Region outline lines:

▽

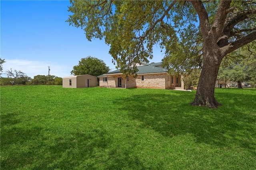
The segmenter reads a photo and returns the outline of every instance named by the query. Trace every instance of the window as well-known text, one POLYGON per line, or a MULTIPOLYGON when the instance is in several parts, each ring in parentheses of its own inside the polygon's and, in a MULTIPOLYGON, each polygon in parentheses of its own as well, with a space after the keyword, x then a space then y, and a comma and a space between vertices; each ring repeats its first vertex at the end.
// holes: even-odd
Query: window
POLYGON ((141 76, 141 81, 144 81, 144 75, 142 75, 142 76, 141 76))

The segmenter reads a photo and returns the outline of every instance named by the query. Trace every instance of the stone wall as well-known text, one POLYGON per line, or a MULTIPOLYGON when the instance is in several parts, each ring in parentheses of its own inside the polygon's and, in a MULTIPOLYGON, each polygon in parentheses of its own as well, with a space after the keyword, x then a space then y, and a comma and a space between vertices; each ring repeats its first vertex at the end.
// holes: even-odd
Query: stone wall
POLYGON ((172 76, 168 73, 159 73, 144 74, 144 81, 142 81, 142 75, 138 75, 134 78, 132 75, 129 76, 129 80, 124 76, 118 75, 108 77, 108 82, 103 82, 103 78, 100 78, 100 87, 118 88, 118 78, 122 78, 122 87, 129 88, 152 88, 169 89, 175 89, 176 87, 184 88, 184 84, 181 81, 180 76, 173 76, 173 83, 172 84, 172 76), (176 78, 178 78, 178 82, 176 78))
POLYGON ((103 82, 103 78, 100 77, 99 86, 100 87, 107 87, 108 83, 107 82, 103 82))
POLYGON ((142 75, 138 75, 136 78, 136 85, 138 88, 166 88, 166 74, 144 74, 144 81, 141 78, 142 75))

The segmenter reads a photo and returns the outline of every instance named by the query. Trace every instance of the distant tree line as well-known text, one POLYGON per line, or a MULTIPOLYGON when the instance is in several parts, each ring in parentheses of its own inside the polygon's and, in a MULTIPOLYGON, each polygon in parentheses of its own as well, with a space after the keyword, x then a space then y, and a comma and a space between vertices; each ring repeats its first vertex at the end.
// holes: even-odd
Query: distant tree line
MULTIPOLYGON (((55 76, 50 75, 49 84, 50 85, 62 85, 62 78, 55 76)), ((16 78, 14 82, 14 78, 11 76, 1 77, 0 84, 1 85, 48 85, 48 75, 38 75, 34 76, 34 78, 26 76, 16 78)))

△

• WORK REQUIRED
Switch "segmenter" to "labeling tool" throughout the lines above and write them all out again with nothing else changed. Leave the pictures out.

• RESPONSE TO THIS EXERCISE
The labeling tool reads a photo and returns the outline of every instance named by the query. Trace every instance of the window as well-known text, one POLYGON per line, or a MULTIPOLYGON when the instance is in several parts, each ring in parentheses of its own inside the polygon's and, in a MULTIPOLYGON, each polygon in parentheses of its own as well, with a space after the keyword, x then a space then y, and a comma and a space between vertices; each ring repeats its first vertex at the end.
// holes: even-odd
Query: window
POLYGON ((141 76, 141 81, 144 81, 144 75, 142 75, 142 76, 141 76))

The labeling tool reads a photo and returns the outline of every instance named by the query. Trace every instance of the stone wall as well-known text, one POLYGON per line, or a MULTIPOLYGON when the instance is in several parts, each ring in parentheses of its own inside the polygon's and, in a MULTIPOLYGON, each polygon in parentheses of its own as well, with a space after the keyword, x then a space then y, and a comma and a space between vertices; each ring repeats its first vertex at the end.
// holes: even-odd
Query: stone wall
POLYGON ((172 76, 168 73, 159 73, 144 74, 144 81, 142 81, 142 75, 138 75, 134 78, 132 75, 129 76, 129 80, 124 76, 118 75, 108 77, 108 82, 103 82, 103 78, 100 78, 100 87, 118 88, 118 78, 122 78, 122 87, 129 88, 152 88, 169 89, 175 89, 176 87, 184 88, 184 84, 181 81, 180 76, 173 76, 173 83, 172 84, 172 76), (176 78, 178 78, 178 82, 176 78))
POLYGON ((103 82, 103 78, 100 77, 99 86, 100 87, 107 87, 108 83, 107 82, 103 82))
POLYGON ((142 75, 138 75, 136 78, 136 85, 138 88, 166 88, 166 74, 144 74, 144 81, 141 78, 142 75))

The labeling tool reads a photo and returns the outline of every instance named by the query. Trace every instance of the distant tree line as well-known text, one POLYGON per line, or a MULTIPOLYGON when the instance is in several parts, each ring in parentheses of its own inside the polygon's and, in a MULTIPOLYGON, each polygon in parentheses of its own as well, with a space after the keyword, x then a space then y, and a comma and a space between vertices; each ring repeats its first vertex at the end.
// holes: even-odd
Query: distant tree line
MULTIPOLYGON (((55 76, 50 75, 49 84, 50 85, 62 85, 62 78, 55 76)), ((16 78, 14 82, 14 78, 11 76, 1 77, 0 84, 1 85, 48 85, 48 75, 38 75, 34 76, 34 78, 26 76, 16 78)))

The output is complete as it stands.